═════ Text block ═════
Q: What kind of research did you need to do to write the novel, and did you learn anything that especially surprised you?

A: I did a lot of reading on memory, and how we form—and retain—memories, which was fascinating. But because confabulated memory disorder is somewhat rare, most of the research I found on that specific condition was anecdotal—stories of people dealing with these false memories, and the challenges they faced to unravel what was real and what wasn’t.

The thing that surprised me most was how inaccurate our memories are! We are constantly reframing our memories; every time we recollect a memory we subtly make changes to it. So eventually, while the memories we have feel intact and accurate, they are quite different from the original experience.

Q: What are you working on now?

A: My next novel, Recipe for a Perfect Wife, comes out Feb. 25, 2020. It’s a dual-narrative, dual timeline novel about a vintage cookbook and an old house, which connect across decades a reluctant, modern housewife and a 1950s housewife with a sinister secret, proving you can never really know what goes on behind closed doors, or within a marriage.

It showcases that while we have made progress since the 1950s, there remain challenging gendered roles and expectations for today’s women, especially wives and mothers. I’m really excited for people to read it!

I’m also working on my first non-fiction project—The Happy Hour—which is about getting up early (like, 5am early!) to do something you’ve always wanted to but never thought you’d have the time for. It looks at how to uncover this “magic” hour each day, and strategies to exploit it so you can accomplish a passion project. It publishes winter 2021 with HarperCollins.
═════
● Required actions:
1 - In the interview, what release date is given for Recipe for a Perfect Wife?
2 - Transcribe the interview from "A: I did a lot" up to and including "working on now?".
3 - List every object and every character named in the interview's description of Recipe for a Perfect Wife.
═════ Dataset excerpts ═════
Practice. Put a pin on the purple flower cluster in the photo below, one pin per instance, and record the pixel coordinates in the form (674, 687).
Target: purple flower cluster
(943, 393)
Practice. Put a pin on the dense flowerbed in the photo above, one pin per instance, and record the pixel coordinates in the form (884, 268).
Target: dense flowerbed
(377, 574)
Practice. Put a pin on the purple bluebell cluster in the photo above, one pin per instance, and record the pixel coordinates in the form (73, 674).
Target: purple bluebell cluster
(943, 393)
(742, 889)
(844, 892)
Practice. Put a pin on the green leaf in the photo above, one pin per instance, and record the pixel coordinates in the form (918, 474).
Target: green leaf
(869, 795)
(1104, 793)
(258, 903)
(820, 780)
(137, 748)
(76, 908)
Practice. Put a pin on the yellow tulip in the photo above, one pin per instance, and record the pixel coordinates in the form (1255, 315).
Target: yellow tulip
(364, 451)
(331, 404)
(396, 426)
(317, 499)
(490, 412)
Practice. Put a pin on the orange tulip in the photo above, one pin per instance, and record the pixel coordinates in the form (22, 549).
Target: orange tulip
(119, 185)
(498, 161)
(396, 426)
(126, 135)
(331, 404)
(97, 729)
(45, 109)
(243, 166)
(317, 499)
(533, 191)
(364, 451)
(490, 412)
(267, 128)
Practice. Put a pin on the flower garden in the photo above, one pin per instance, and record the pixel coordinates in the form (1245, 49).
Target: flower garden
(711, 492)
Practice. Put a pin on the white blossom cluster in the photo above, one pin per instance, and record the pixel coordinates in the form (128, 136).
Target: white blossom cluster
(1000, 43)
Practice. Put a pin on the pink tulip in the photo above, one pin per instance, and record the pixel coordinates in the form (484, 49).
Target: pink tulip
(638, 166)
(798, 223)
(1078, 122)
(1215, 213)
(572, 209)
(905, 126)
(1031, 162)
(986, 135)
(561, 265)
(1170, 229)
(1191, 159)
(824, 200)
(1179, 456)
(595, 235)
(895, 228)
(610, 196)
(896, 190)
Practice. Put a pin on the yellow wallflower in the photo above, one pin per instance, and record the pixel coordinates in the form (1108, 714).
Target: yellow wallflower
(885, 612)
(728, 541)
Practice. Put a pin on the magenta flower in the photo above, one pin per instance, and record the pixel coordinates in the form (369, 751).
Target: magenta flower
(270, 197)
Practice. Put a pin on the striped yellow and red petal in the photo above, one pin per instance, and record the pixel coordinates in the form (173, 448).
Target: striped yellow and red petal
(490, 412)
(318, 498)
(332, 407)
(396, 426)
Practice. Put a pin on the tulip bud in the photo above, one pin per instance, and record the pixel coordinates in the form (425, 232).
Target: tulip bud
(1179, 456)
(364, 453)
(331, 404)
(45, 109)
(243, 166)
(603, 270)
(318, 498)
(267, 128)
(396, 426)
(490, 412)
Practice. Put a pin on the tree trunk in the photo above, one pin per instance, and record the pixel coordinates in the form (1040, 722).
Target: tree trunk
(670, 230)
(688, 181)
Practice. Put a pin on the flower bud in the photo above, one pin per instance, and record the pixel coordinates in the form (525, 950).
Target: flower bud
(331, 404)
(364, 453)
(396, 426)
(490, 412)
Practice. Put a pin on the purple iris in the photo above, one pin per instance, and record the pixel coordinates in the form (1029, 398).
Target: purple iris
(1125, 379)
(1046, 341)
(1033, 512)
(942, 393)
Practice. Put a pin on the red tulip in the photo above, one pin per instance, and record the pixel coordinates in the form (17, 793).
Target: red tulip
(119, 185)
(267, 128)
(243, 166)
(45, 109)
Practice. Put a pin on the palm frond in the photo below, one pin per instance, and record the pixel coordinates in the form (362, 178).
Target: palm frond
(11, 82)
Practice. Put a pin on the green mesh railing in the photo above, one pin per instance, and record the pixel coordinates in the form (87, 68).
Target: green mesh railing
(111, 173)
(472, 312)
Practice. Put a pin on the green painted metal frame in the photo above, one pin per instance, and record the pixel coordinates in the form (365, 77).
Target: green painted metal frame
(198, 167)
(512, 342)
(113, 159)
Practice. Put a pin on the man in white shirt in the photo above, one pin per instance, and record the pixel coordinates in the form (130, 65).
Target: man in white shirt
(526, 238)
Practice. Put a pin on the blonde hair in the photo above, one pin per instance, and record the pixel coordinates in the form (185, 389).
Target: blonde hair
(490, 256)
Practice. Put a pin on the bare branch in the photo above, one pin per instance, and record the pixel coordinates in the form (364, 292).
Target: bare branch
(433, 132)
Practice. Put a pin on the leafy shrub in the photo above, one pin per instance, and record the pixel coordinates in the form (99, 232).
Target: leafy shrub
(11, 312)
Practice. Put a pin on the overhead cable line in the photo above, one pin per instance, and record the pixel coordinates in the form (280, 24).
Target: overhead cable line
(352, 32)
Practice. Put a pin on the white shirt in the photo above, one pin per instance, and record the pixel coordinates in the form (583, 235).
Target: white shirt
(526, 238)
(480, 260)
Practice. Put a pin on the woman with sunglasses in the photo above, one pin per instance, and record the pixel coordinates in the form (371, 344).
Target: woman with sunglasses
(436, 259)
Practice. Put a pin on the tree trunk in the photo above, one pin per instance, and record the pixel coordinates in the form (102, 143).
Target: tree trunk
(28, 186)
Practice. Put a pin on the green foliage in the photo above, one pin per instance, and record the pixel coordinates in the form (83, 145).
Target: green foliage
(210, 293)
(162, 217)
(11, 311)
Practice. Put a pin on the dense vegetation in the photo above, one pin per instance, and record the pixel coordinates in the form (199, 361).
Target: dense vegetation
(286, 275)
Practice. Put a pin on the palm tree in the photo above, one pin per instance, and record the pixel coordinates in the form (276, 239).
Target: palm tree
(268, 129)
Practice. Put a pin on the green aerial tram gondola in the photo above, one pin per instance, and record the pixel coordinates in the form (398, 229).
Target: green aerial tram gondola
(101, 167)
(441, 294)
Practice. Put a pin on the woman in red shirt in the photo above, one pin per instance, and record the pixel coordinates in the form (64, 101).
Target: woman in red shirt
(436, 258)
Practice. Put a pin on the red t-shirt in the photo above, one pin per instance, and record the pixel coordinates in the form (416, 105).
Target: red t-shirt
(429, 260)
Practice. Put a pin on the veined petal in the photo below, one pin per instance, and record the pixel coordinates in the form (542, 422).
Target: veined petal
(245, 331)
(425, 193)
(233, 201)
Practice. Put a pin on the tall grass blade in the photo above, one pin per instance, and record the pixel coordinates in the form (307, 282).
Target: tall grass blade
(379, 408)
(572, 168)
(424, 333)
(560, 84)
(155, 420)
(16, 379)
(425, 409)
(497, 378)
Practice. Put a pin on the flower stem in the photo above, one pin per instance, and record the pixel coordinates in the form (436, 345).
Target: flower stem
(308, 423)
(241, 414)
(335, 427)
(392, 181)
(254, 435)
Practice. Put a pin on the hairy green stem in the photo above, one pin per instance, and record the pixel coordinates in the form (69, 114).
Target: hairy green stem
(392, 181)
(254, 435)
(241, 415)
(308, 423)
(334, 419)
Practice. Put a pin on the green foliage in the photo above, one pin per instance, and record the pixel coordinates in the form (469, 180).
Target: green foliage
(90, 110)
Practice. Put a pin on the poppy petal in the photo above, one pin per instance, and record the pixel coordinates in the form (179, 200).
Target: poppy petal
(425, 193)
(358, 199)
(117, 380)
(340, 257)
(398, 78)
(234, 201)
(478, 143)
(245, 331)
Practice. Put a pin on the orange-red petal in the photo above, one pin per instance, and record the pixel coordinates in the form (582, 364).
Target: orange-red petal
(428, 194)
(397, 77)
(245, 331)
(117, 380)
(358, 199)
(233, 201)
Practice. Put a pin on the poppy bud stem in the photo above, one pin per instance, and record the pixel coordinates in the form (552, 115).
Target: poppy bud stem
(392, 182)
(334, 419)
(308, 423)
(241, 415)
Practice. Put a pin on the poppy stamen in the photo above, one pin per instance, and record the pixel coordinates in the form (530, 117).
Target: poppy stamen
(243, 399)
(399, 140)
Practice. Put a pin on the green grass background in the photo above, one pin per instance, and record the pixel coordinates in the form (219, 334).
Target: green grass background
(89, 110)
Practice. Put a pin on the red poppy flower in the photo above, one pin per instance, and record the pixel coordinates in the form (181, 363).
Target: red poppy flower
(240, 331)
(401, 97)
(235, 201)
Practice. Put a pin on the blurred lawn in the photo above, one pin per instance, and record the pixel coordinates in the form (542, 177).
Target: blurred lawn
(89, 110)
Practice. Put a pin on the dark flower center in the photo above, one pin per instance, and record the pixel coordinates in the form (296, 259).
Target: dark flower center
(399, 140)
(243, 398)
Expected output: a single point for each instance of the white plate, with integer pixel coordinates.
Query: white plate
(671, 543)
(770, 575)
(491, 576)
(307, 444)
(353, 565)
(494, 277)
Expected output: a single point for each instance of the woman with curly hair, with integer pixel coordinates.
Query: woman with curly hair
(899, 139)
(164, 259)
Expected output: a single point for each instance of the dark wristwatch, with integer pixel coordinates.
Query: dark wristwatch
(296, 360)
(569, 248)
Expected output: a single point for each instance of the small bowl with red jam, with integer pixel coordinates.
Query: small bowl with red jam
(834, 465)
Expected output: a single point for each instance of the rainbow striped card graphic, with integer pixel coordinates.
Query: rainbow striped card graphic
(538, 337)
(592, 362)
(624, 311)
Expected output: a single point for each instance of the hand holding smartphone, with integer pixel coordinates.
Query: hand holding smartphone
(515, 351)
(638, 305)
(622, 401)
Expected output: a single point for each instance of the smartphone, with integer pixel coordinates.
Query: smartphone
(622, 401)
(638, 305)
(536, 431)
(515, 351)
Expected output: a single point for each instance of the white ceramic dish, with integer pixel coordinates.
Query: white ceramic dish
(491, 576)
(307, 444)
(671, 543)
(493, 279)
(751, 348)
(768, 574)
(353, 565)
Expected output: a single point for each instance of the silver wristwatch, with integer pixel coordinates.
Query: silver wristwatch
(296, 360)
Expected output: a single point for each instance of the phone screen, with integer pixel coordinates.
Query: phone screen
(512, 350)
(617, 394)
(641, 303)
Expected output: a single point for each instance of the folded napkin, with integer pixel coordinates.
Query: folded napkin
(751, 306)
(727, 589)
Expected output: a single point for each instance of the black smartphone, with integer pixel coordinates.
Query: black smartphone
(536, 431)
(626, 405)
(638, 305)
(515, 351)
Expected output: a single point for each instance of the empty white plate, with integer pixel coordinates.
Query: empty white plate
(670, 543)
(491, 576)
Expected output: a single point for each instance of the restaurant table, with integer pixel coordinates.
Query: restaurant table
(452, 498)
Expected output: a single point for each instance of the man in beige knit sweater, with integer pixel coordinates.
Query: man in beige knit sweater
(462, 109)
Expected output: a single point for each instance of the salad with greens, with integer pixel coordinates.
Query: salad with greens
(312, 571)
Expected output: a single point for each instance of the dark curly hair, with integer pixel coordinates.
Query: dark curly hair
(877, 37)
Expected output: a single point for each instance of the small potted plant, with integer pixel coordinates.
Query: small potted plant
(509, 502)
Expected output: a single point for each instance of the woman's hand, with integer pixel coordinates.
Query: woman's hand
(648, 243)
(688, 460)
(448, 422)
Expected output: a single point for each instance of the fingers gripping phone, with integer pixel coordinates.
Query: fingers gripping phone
═════
● Replies:
1 - Feb. 25, 2020

2 -
A: I did a lot of reading on memory, and how we form—and retain—memories, which was fascinating. But because confabulated memory disorder is somewhat rare, most of the research I found on that specific condition was anecdotal—stories of people dealing with these false memories, and the challenges they faced to unravel what was real and what wasn’t.

The thing that surprised me most was how inaccurate our memories are! We are constantly reframing our memories; every time we recollect a memory we subtly make changes to it. So eventually, while the memories we have feel intact and accurate, they are quite different from the original experience.

Q: What are you working on now?

3 -
- a vintage cookbook
- an old house
- a reluctant, modern housewife
- a 1950s housewife with a sinister secret